EXERCISE BRIEF: Nothing in the entries should be altered. Write them out in full.

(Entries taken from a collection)
--- START ---

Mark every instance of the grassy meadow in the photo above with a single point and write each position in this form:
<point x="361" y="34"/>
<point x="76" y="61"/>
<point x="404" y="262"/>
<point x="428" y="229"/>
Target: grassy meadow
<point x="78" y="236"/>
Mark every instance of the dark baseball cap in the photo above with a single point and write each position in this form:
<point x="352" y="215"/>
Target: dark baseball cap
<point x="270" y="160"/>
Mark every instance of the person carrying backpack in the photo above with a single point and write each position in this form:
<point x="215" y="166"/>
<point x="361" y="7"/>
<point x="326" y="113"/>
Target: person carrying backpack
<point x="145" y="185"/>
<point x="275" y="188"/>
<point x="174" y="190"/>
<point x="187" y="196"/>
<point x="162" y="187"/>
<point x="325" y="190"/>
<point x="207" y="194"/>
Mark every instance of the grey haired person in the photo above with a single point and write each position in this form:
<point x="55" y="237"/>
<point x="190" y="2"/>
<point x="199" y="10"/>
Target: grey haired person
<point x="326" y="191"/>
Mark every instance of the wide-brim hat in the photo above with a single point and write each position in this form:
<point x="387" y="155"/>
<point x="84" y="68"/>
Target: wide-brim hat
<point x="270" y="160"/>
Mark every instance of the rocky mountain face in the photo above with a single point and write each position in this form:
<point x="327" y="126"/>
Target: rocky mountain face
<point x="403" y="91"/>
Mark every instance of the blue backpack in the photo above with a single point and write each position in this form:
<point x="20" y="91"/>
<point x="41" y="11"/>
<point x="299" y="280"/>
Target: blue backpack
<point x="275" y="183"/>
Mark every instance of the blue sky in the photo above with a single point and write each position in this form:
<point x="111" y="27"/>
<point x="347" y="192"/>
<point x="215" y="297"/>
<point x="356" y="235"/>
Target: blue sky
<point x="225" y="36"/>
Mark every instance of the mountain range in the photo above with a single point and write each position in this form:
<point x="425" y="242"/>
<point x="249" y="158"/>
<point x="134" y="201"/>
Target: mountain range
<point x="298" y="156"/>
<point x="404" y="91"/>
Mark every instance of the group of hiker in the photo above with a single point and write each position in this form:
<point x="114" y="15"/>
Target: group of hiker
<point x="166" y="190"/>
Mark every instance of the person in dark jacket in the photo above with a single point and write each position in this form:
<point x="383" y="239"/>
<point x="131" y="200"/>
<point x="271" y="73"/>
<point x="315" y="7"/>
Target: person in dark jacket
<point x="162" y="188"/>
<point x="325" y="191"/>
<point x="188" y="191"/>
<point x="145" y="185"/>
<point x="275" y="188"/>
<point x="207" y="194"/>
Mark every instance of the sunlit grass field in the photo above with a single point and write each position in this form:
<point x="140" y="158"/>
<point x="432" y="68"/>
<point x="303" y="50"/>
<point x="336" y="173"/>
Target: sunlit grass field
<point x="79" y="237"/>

--- END ---

TASK RESPONSE:
Mark every instance of the grassy meadow in the photo above with a single point and write each position in this form:
<point x="361" y="34"/>
<point x="76" y="61"/>
<point x="404" y="262"/>
<point x="428" y="229"/>
Target: grassy meadow
<point x="78" y="236"/>
Mark every instance of the dark baseball cap in the photo above with a single point and write each position in this form:
<point x="352" y="215"/>
Target: dark baseball cap
<point x="270" y="160"/>
Mark every instance of the person carrying backpack in the photo above with a single point and write each position in this form:
<point x="215" y="166"/>
<point x="361" y="7"/>
<point x="326" y="113"/>
Target: person carrying backpack
<point x="145" y="185"/>
<point x="275" y="188"/>
<point x="174" y="190"/>
<point x="187" y="196"/>
<point x="162" y="187"/>
<point x="325" y="190"/>
<point x="207" y="194"/>
Mark every instance of the grey haired person in the photo above with a single point and write each position in this form:
<point x="55" y="237"/>
<point x="190" y="2"/>
<point x="199" y="10"/>
Target: grey haired person
<point x="326" y="191"/>
Mark every instance of the wide-brim hat in the photo above with a single point and write each position in this form:
<point x="387" y="155"/>
<point x="84" y="68"/>
Target: wide-brim hat
<point x="270" y="160"/>
Mark every instance of the rocky mountain face in the photo above with a single point and write each position in this form:
<point x="327" y="126"/>
Target: rocky mountain face
<point x="403" y="91"/>
Mark every instance of the blue backpack in the photo above with a single point and write each position in this form:
<point x="20" y="91"/>
<point x="41" y="11"/>
<point x="299" y="280"/>
Target: blue backpack
<point x="275" y="183"/>
Mark every instance of the blue sky in the photo above with a single point and write each position in this form:
<point x="111" y="27"/>
<point x="347" y="192"/>
<point x="215" y="297"/>
<point x="356" y="235"/>
Target: blue sky
<point x="225" y="36"/>
Mark every instance of the mountain range in the photo above with a single point and write each position in this form:
<point x="425" y="242"/>
<point x="249" y="158"/>
<point x="134" y="201"/>
Target: mountain range
<point x="298" y="156"/>
<point x="404" y="91"/>
Mark every instance of the group of hiker in the photo above with a single point and write each position in this form:
<point x="114" y="15"/>
Target: group of hiker
<point x="166" y="190"/>
Mark every instance of the person in dark jacket in the photo above with a single point and write each position in this form:
<point x="383" y="239"/>
<point x="131" y="200"/>
<point x="271" y="73"/>
<point x="315" y="7"/>
Target: person in dark jacket
<point x="162" y="188"/>
<point x="325" y="191"/>
<point x="188" y="191"/>
<point x="145" y="185"/>
<point x="275" y="188"/>
<point x="207" y="194"/>
Mark every instance of the sunlit grass field in the photo above with a single point and write each position in this form:
<point x="140" y="158"/>
<point x="432" y="68"/>
<point x="303" y="50"/>
<point x="336" y="173"/>
Target: sunlit grass field
<point x="79" y="237"/>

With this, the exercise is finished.